Over the course of the training, Armstrong, his first wife Janet, (valiantly played by Claire Foy in a limiting role) has since given birth to a second son, but he is still grieving and marked by the deaths of various colleagues. In a fascinating sequence Chazelle shows us the public reaction to the deaths and the costly loss of taxpayers’ dollars when missions fail. Black poet Gil Scott-Heron raps, ‘I can’t pay my doctor’s bills/ but Whitey’s on the moon’, while celebrity author Kurt Vonnegut would prefer that taxes go to creating ‘a habitable New York City.’ John Kennedy provides the opposing, visionary view, but we don’t see the effect on the astronaut’s morale.

================================

*Action item A*
According to the film review, who plays Armstrong's first wife, Janet?
*Action item B*
Condense the film review's paragraph beginning "Over the course of the training" into a short bulleted list that keeps its main facts.

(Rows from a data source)
================================

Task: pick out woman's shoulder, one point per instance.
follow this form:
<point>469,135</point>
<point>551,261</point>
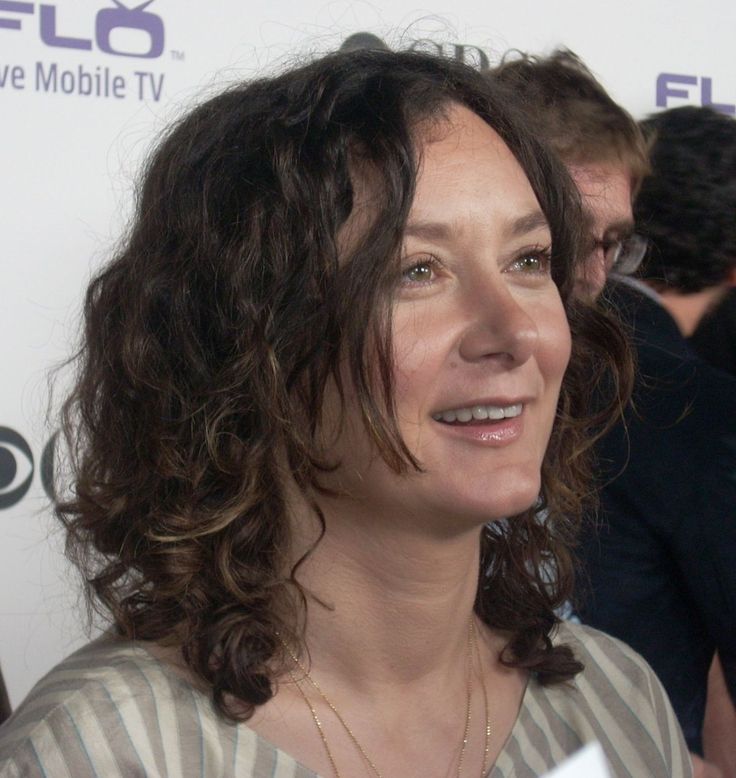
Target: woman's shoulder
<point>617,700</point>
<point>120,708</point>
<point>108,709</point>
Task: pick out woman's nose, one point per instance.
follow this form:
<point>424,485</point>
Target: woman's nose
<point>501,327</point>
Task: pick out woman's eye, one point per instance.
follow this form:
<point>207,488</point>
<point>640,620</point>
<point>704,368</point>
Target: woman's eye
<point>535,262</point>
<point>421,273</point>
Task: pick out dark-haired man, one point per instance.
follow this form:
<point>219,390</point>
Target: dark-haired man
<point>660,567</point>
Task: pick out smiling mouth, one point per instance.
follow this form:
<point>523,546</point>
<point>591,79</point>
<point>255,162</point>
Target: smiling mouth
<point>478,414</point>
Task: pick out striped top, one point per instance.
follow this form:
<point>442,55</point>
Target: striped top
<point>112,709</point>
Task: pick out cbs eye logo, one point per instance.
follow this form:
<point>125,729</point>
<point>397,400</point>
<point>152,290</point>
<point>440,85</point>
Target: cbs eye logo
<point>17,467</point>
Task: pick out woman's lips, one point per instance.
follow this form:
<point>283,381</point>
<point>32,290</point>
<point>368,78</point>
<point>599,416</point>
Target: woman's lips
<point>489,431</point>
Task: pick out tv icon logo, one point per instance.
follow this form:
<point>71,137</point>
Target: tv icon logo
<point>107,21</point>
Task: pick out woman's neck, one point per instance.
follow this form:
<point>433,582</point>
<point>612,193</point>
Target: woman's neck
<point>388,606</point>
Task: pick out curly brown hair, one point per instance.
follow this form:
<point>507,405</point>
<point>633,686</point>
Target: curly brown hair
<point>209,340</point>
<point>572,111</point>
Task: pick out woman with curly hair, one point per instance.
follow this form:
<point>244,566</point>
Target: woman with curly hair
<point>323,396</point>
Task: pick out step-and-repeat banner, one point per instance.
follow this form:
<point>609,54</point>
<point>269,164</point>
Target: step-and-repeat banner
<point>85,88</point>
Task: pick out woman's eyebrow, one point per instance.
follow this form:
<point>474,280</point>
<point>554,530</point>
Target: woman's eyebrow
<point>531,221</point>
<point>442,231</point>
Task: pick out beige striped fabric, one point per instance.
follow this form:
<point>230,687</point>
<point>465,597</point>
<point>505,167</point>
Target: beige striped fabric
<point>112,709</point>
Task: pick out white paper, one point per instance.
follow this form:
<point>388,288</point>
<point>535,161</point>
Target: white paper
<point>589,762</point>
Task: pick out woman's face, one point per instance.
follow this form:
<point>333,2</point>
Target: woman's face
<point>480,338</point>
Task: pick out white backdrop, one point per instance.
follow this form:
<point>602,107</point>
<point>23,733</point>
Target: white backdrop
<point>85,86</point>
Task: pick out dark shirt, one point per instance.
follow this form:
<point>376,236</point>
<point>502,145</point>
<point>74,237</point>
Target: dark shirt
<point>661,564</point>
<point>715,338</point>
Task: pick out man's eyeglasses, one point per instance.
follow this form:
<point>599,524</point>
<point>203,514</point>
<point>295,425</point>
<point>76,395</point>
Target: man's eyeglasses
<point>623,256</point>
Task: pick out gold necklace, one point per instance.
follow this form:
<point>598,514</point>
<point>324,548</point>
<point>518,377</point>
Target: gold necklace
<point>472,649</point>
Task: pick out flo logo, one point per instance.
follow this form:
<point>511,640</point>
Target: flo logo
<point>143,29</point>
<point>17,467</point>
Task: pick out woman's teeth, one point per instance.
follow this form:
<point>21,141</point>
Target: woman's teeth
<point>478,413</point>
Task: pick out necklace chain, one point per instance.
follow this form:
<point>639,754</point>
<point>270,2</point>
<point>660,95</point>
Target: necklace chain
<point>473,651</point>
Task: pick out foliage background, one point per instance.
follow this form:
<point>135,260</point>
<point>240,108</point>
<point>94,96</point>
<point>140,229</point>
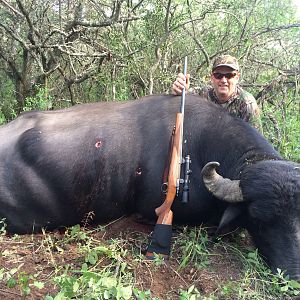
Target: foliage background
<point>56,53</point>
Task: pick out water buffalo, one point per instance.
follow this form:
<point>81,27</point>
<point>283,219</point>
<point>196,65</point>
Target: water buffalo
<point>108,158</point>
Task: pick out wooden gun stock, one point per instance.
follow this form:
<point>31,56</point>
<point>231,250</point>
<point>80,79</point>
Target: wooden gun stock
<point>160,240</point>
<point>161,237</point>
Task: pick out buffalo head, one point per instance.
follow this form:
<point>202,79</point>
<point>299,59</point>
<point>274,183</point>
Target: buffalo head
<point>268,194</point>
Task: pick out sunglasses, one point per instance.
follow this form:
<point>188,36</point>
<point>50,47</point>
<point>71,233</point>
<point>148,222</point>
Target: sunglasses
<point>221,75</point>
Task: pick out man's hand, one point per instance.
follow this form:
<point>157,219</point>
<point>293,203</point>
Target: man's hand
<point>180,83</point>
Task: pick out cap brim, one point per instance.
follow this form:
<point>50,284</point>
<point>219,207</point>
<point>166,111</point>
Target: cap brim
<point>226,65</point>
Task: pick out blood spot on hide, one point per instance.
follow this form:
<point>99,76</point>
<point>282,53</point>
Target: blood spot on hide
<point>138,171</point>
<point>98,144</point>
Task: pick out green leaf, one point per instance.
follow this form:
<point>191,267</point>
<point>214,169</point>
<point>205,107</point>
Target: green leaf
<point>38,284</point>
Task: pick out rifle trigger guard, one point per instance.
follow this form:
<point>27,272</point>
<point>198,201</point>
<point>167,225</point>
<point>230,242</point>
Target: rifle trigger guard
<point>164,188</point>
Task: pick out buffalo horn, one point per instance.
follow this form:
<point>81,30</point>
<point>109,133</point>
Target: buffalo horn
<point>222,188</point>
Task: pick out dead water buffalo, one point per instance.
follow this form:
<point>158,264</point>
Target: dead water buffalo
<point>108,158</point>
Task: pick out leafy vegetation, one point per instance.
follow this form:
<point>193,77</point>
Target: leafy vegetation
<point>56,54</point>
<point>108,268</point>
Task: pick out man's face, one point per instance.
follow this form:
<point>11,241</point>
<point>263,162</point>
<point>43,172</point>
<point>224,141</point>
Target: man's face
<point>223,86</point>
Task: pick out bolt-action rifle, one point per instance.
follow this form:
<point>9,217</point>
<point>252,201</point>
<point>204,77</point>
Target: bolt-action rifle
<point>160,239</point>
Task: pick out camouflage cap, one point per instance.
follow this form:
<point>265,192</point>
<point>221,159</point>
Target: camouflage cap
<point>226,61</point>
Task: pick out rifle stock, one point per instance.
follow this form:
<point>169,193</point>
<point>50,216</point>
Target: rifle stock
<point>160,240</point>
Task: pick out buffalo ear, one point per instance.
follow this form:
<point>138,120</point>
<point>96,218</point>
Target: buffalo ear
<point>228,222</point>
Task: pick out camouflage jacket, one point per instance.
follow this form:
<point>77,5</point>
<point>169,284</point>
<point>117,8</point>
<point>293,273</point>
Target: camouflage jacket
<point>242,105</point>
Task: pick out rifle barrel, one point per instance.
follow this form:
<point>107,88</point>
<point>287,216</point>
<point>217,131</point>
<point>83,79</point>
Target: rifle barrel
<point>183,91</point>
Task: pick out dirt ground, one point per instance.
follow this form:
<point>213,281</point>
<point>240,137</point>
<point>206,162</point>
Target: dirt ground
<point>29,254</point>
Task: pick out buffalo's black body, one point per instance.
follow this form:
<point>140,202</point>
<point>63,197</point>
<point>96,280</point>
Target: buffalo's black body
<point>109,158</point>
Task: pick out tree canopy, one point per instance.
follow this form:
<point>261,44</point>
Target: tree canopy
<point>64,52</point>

================================

*Worked solution A*
Claire Foy

*Worked solution B*
- During the training, Armstrong's first wife, Janet (played by Claire Foy in a limiting role), has had a second son, while Armstrong still grieves the deaths of several colleagues.
- Chazelle shows the public reaction to the deaths and the costly loss of taxpayers' dollars when missions fail.
- Gil Scott-Heron raps "I can't pay my doctor's bills/ but Whitey's on the moon," and Kurt Vonnegut would rather taxes create "a habitable New York City."
- John Kennedy offers the opposing, visionary view, but the film doesn't show its effect on the astronaut's morale.